Rewrite the stretch of the listing from the line containing "For every instance of the pale" through the end of the listing, both ends included, keeping every request line unchanged and scaling each x and y coordinate in the answers by 0.9, rounded to the nearest whole number with halves rounded up. Leave the pictures out of your answer.

- **Collection entries**:
****
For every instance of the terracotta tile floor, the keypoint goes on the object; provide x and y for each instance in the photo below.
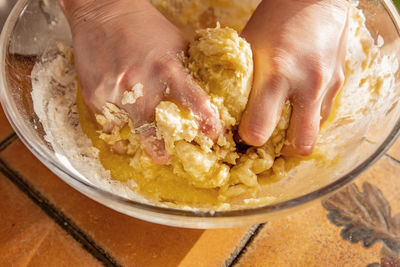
(29, 237)
(45, 222)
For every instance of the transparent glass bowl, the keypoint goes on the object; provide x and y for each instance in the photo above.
(34, 26)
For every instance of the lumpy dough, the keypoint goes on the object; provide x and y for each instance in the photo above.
(221, 62)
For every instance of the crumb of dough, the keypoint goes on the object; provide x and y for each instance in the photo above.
(130, 97)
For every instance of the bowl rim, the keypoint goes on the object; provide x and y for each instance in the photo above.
(167, 215)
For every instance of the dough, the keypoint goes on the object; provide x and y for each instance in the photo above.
(203, 175)
(222, 63)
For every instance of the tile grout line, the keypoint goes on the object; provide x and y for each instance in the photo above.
(235, 258)
(7, 141)
(59, 217)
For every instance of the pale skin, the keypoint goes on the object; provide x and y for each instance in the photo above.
(298, 46)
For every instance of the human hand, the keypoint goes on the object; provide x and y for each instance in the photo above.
(118, 44)
(299, 49)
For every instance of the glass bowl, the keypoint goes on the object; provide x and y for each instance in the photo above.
(34, 26)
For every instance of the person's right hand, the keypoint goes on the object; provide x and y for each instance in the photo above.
(120, 43)
(299, 49)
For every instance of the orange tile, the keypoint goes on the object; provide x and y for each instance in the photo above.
(128, 240)
(5, 127)
(308, 238)
(394, 151)
(29, 237)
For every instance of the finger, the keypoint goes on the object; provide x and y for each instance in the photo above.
(153, 146)
(184, 91)
(329, 99)
(263, 110)
(303, 129)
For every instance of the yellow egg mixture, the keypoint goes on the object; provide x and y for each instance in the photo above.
(201, 172)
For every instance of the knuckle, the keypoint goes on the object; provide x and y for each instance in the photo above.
(167, 66)
(254, 135)
(303, 150)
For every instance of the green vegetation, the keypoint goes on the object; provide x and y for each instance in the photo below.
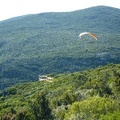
****
- **Output of the task**:
For every instance of the pale skin, the keypoint goes on the object; provide x and y for each instance in the photo above.
(268, 41)
For every instance of the human hand, the keypoint goes on the object; provide x and y for each instance in the photo above.
(106, 40)
(269, 44)
For every instance of the glass bowl, the keypoint goes on the object; provide x and y for each instance in the photo above.
(31, 23)
For every instance of the person's right hand, the keypoint goes on the object; provide x and y for each instance in the photo above.
(108, 39)
(269, 44)
For every instance of the orange tile, the keypoint goes on the object; provide x and y for each instance in the photo above.
(115, 216)
(5, 114)
(277, 214)
(355, 136)
(26, 213)
For every instance of the finger, the keypoint goes on the object; provide x and y for each instance in the photo above.
(138, 131)
(166, 82)
(296, 89)
(237, 99)
(273, 116)
For every instance of the yellow egg mixture, the keypoint goes on the object; provide x and y for each instance in the photo above.
(181, 155)
For every instance of the knuckle, the keypoint goes on the object; provide x and y for each instance in the photo above.
(150, 59)
(229, 122)
(273, 135)
For every instance of the green vegetation, the keypoint goes on the object; provide x and y for each instance in the photo below.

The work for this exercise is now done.